- [EXTRACT PROVIDED]
══════════

Without the public support, Fukuda has no way to exert pressure on the opposition bloc in the Diet. Furthermore, the prospect for the ruling party's success in the next lower house election was turning blur.
The LDP's friction with the minor ruling coalition partner the New Komeito party has been accumulating. Difference were not only over whether to forcibly extend the refueling mission by the two-thirds majority in the lower house, but also over when to convene the extraordinary Diet session.
Analysts said that as the ruling party could not get the two-thirds majority in the lower house by itself, Fukuda was almost in despair on Diet management and lost the final resolution to continue his administration.
Fukuda said that now was the good timing for him to resign in order not to leave political vacuum and make trouble for the people as the extraordinary Diet session is still some time away.
In retrospect at the press conference, Fukuda reminded of his Cabinet reshuffle in early August and publication of a set of comprehensive economic policies last week. He expressed his confidence that his work in the past year constituted a strong basis for future significant progress.

══════════

[Excerpts from location labeling data]
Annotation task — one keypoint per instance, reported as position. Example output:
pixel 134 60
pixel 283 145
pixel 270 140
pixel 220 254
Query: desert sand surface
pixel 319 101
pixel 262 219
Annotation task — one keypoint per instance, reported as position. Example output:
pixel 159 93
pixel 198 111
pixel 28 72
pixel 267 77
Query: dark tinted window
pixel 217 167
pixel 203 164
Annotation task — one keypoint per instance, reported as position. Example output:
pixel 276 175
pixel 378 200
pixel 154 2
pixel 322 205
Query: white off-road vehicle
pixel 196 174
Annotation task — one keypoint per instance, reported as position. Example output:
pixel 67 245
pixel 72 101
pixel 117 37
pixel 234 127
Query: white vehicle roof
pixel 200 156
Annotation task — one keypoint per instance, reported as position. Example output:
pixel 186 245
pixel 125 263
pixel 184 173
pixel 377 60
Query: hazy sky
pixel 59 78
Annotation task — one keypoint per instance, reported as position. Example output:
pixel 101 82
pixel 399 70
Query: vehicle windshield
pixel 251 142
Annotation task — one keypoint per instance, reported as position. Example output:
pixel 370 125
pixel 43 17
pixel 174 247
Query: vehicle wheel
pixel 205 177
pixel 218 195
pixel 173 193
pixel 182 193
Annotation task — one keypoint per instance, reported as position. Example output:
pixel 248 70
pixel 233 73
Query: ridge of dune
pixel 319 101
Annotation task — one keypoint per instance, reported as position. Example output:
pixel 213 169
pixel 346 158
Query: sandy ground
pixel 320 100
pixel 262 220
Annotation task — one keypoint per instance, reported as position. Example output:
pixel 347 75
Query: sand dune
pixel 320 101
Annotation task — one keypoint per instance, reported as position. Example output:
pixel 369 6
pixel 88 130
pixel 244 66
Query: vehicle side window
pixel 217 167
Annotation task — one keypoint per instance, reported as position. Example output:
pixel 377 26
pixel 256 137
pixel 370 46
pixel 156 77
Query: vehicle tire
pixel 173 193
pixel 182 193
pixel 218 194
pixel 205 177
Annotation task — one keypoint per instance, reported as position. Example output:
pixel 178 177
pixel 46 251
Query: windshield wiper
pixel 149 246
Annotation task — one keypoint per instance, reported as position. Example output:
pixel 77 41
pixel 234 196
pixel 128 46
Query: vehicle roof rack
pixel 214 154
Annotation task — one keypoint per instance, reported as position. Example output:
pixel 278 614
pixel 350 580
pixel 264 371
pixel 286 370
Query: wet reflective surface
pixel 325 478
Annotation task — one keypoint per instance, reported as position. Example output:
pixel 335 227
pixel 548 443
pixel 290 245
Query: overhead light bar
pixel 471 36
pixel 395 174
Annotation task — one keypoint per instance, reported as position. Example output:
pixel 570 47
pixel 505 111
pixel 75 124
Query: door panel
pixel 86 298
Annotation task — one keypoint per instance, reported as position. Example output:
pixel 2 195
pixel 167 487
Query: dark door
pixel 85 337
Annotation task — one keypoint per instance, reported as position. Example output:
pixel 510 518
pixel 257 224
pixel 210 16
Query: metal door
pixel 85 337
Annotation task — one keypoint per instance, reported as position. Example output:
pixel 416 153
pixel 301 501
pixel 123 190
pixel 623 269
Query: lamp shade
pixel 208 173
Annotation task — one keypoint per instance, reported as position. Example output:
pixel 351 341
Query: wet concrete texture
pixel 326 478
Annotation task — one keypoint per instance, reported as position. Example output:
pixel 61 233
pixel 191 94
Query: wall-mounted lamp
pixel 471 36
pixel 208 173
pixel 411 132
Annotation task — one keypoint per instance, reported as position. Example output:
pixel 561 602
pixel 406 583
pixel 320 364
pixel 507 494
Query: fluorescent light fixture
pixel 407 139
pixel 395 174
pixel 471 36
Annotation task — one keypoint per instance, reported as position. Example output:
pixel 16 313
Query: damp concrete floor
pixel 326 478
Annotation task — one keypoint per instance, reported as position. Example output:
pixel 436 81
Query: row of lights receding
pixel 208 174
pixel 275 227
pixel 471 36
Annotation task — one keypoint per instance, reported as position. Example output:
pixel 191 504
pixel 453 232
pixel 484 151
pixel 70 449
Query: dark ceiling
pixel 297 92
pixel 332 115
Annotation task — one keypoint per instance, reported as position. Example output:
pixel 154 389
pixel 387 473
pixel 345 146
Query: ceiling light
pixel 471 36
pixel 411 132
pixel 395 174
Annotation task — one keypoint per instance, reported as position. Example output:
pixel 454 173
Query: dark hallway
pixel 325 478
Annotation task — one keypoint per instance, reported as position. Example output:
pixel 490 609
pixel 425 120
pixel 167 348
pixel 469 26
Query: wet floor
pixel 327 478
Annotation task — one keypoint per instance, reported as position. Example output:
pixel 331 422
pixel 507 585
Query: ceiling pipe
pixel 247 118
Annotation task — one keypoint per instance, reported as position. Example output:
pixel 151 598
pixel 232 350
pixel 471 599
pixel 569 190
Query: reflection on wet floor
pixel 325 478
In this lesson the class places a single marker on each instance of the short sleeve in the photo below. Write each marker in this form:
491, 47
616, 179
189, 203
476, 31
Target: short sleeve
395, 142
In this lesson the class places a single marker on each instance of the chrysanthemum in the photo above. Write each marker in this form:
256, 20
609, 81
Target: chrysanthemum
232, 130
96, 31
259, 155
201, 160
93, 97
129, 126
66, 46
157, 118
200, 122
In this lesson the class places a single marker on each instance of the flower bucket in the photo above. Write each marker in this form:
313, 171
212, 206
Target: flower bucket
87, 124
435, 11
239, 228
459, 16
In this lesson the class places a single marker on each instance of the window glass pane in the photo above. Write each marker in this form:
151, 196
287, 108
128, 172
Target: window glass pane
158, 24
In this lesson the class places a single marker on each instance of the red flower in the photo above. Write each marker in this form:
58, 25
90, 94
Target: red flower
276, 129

══════════

- [TASK REQUIREMENTS]
a – Reproduce the stretch of the Fukuda resignation text from "Analysts said that" through "continue his administration." verbatim.
b – According to the text on Fukuda's resignation, what did Fukuda publish last week?
c – Write the next part of the text on Fukuda's resignation, picking up after its final sentence.
The listing was taken from a different source than the text.

- [EXPECTED OUTPUTS]
a –
Analysts said that as the ruling party could not get the two-thirds majority in the lower house by itself, Fukuda was almost in despair on Diet management and lost the final resolution to continue his administration.

b – A set of comprehensive economic policies.

c –
Japanese media said the future is not optimistic for the ruling party as the contorted Diet is not to be changed and Fukuda's abrupt resignation, which bore resemblance of that of Shinzo Abe, was a sever blow to the prestige of the LDP.
Even within the LDP, criticism was soaring over Fukuda's resignation, calling it an "irresponsible" act. LDP Secretary General and former Foreign Minister Taro Aso is widely seen as a front-runner in the upcoming LDP general election. In the tough situation, it is hard to say whether the popular politician, if elected, would repeat the fate of his two predecessors.